◆ Required task 1: Do these statements agree with the Airflow setup notes? For each, answer yes or no and quote the exact words of the notes that decide it. (a) Airflow must be installed to run the pipelines locally. (b) Python 3.8 is listed as a prerequisite. (c) The database is started with a Docker Compose command.

This is the Airflow implementation of the Knesset Data Pipelines project.
The Airflow project is defined under airflow
subdirectory of knesset-data-pipelines, all the following commands are
assumed to run from this subdirectory.
The airflow pipelines themselves can all run locally using the knesset-data-pipelines CLI, so there is no need to install Airflow unless you want to check some Airflow specific detail.
Prerequisites:
- Python 3.8
- Docker Compose
Create virtualenv and install dependencies
python3.8 -m venv venv &&\
. venv/bin/activate &&\
pip install --upgrade pip setuptools wheel &&\
pip install -e .
Start a Database:
docker-compose up -d db
Run commands from the CLI:
knesset-data-pipelines --help
Depending on the specific command, you will probably need to run dependant pipelines or download some packages or data to the database.
Use the following steps only if you need to check some Airflow specific functionality, most of the times it won't be necessary.

◆ Image annotation data:

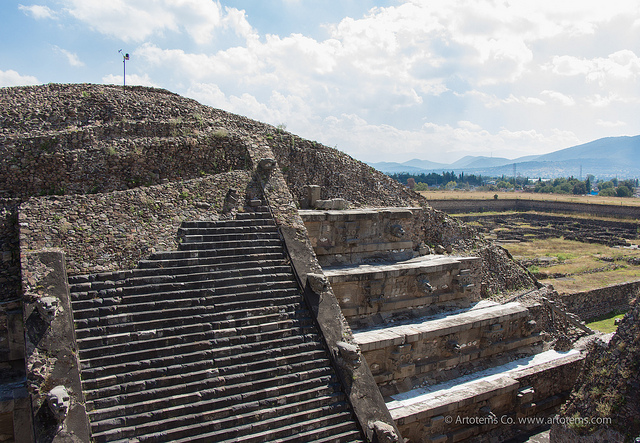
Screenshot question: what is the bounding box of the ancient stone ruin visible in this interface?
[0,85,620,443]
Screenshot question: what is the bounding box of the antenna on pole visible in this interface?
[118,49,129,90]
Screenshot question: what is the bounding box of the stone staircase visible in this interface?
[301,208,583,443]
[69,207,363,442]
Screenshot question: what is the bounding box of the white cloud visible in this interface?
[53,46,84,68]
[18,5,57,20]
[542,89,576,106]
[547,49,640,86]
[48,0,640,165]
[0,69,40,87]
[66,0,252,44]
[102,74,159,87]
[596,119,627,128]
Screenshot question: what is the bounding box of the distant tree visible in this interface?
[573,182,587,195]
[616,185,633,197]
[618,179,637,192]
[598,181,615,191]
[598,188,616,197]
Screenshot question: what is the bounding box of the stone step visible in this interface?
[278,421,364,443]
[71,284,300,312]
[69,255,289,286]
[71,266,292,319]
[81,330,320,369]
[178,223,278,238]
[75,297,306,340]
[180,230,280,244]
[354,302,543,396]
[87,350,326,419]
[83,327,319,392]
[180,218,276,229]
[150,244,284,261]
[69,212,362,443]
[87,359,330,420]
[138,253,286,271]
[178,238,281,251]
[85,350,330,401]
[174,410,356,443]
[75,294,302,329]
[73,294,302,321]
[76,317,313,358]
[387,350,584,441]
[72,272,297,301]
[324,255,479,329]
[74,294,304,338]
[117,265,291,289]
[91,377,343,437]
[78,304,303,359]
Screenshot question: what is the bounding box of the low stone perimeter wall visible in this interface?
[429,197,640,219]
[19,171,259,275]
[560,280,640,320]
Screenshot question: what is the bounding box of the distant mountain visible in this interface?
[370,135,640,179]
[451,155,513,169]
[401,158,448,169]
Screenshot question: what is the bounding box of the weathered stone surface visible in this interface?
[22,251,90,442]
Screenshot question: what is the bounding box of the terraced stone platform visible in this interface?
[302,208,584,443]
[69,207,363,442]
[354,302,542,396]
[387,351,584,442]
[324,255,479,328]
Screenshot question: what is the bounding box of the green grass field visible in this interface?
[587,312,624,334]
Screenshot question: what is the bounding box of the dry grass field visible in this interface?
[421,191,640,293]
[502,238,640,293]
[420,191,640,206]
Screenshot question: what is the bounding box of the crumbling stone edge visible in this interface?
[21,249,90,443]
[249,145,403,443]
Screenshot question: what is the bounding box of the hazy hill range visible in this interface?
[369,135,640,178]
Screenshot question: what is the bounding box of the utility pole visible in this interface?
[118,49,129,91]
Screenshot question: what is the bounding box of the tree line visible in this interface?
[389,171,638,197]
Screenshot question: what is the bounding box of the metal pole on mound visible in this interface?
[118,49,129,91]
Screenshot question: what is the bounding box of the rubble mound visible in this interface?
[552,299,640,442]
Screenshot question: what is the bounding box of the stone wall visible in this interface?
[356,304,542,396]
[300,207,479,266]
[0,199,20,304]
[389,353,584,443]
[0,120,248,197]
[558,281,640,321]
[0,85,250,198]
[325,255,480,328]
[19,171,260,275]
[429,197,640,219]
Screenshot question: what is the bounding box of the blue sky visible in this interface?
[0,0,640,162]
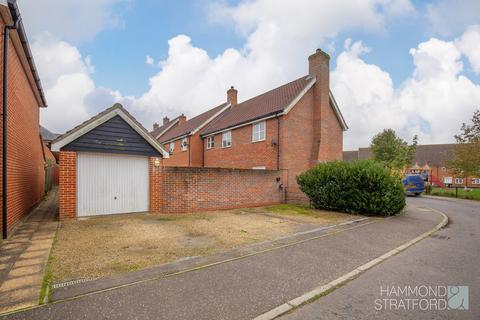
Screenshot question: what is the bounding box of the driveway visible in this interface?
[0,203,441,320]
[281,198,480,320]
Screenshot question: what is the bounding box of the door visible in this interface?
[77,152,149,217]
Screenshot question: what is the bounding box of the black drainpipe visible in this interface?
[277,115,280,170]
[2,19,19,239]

◆ Required task 2: Can you print the lines of the records starting with the line that contains "Screenshot question: what is the bounding box of the stone step" and going on through the line that contains "[85,350,330,401]", including both of those lines?

◆ Full output 1:
(a) No: "there is no need to install Airflow unless you want to check some Airflow specific detail"
(b) Yes: "Python 3.8"
(c) Yes: "docker-compose up -d db"

◆ Full output 2:
Screenshot question: what is the bounding box of the stone step visible in this interface?
[278,421,364,443]
[71,284,300,312]
[69,255,289,286]
[71,266,292,319]
[81,330,320,369]
[178,223,278,238]
[75,297,306,340]
[180,230,280,244]
[354,302,543,396]
[87,350,326,419]
[83,327,319,392]
[180,218,276,229]
[150,244,284,261]
[69,212,362,443]
[87,359,330,420]
[138,253,286,271]
[178,238,281,251]
[85,350,330,401]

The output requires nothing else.